• WORK INSTRUCTIONS
Reproduce each record verbatim, images excluded.
────────────────────────────────────────
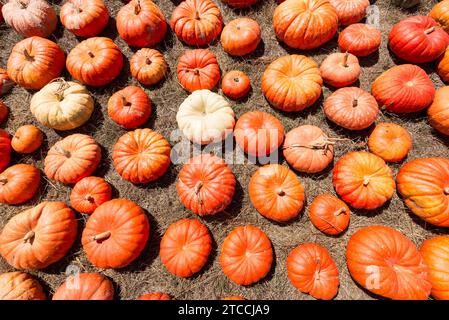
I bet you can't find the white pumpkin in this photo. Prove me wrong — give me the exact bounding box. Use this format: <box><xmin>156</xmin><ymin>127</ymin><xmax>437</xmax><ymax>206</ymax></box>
<box><xmin>176</xmin><ymin>90</ymin><xmax>235</xmax><ymax>145</ymax></box>
<box><xmin>30</xmin><ymin>79</ymin><xmax>94</xmax><ymax>131</ymax></box>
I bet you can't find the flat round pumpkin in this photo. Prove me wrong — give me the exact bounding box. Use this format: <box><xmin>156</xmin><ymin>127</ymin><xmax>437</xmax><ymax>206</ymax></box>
<box><xmin>0</xmin><ymin>164</ymin><xmax>40</xmax><ymax>205</ymax></box>
<box><xmin>60</xmin><ymin>0</ymin><xmax>109</xmax><ymax>37</ymax></box>
<box><xmin>221</xmin><ymin>70</ymin><xmax>251</xmax><ymax>100</ymax></box>
<box><xmin>421</xmin><ymin>236</ymin><xmax>449</xmax><ymax>300</ymax></box>
<box><xmin>338</xmin><ymin>23</ymin><xmax>382</xmax><ymax>57</ymax></box>
<box><xmin>11</xmin><ymin>125</ymin><xmax>43</xmax><ymax>154</ymax></box>
<box><xmin>221</xmin><ymin>18</ymin><xmax>261</xmax><ymax>57</ymax></box>
<box><xmin>329</xmin><ymin>0</ymin><xmax>370</xmax><ymax>26</ymax></box>
<box><xmin>130</xmin><ymin>48</ymin><xmax>168</xmax><ymax>86</ymax></box>
<box><xmin>0</xmin><ymin>272</ymin><xmax>46</xmax><ymax>300</ymax></box>
<box><xmin>309</xmin><ymin>194</ymin><xmax>350</xmax><ymax>236</ymax></box>
<box><xmin>428</xmin><ymin>86</ymin><xmax>449</xmax><ymax>136</ymax></box>
<box><xmin>52</xmin><ymin>273</ymin><xmax>114</xmax><ymax>300</ymax></box>
<box><xmin>70</xmin><ymin>176</ymin><xmax>112</xmax><ymax>215</ymax></box>
<box><xmin>368</xmin><ymin>122</ymin><xmax>412</xmax><ymax>163</ymax></box>
<box><xmin>319</xmin><ymin>52</ymin><xmax>361</xmax><ymax>88</ymax></box>
<box><xmin>177</xmin><ymin>49</ymin><xmax>220</xmax><ymax>92</ymax></box>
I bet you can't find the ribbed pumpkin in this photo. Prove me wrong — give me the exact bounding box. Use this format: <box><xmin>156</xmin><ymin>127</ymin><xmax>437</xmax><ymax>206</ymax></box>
────────────────────────────────────────
• TASK OUTPUT
I bet you can't find the white pumpkin in this photo. Prove me wrong — give me the exact bounding box. Use this format: <box><xmin>156</xmin><ymin>127</ymin><xmax>437</xmax><ymax>206</ymax></box>
<box><xmin>176</xmin><ymin>90</ymin><xmax>235</xmax><ymax>145</ymax></box>
<box><xmin>30</xmin><ymin>79</ymin><xmax>94</xmax><ymax>131</ymax></box>
I bet you can't find the flat round pumpkin in this photo. Prove me wrong — give me the exact bounding box. Use this format: <box><xmin>156</xmin><ymin>127</ymin><xmax>437</xmax><ymax>206</ymax></box>
<box><xmin>0</xmin><ymin>164</ymin><xmax>40</xmax><ymax>205</ymax></box>
<box><xmin>60</xmin><ymin>0</ymin><xmax>109</xmax><ymax>37</ymax></box>
<box><xmin>221</xmin><ymin>70</ymin><xmax>251</xmax><ymax>100</ymax></box>
<box><xmin>421</xmin><ymin>236</ymin><xmax>449</xmax><ymax>300</ymax></box>
<box><xmin>338</xmin><ymin>23</ymin><xmax>382</xmax><ymax>57</ymax></box>
<box><xmin>11</xmin><ymin>125</ymin><xmax>43</xmax><ymax>154</ymax></box>
<box><xmin>221</xmin><ymin>18</ymin><xmax>261</xmax><ymax>57</ymax></box>
<box><xmin>329</xmin><ymin>0</ymin><xmax>370</xmax><ymax>26</ymax></box>
<box><xmin>130</xmin><ymin>48</ymin><xmax>168</xmax><ymax>86</ymax></box>
<box><xmin>0</xmin><ymin>272</ymin><xmax>46</xmax><ymax>300</ymax></box>
<box><xmin>309</xmin><ymin>194</ymin><xmax>350</xmax><ymax>236</ymax></box>
<box><xmin>428</xmin><ymin>86</ymin><xmax>449</xmax><ymax>136</ymax></box>
<box><xmin>52</xmin><ymin>273</ymin><xmax>114</xmax><ymax>300</ymax></box>
<box><xmin>70</xmin><ymin>176</ymin><xmax>112</xmax><ymax>215</ymax></box>
<box><xmin>368</xmin><ymin>122</ymin><xmax>412</xmax><ymax>163</ymax></box>
<box><xmin>319</xmin><ymin>52</ymin><xmax>361</xmax><ymax>88</ymax></box>
<box><xmin>177</xmin><ymin>49</ymin><xmax>220</xmax><ymax>92</ymax></box>
I bet you can't find the ribbed pumpkin in this photo. Prove me wrong — give me the exact bounding box. Use this format: <box><xmin>156</xmin><ymin>127</ymin><xmax>437</xmax><ymax>206</ymax></box>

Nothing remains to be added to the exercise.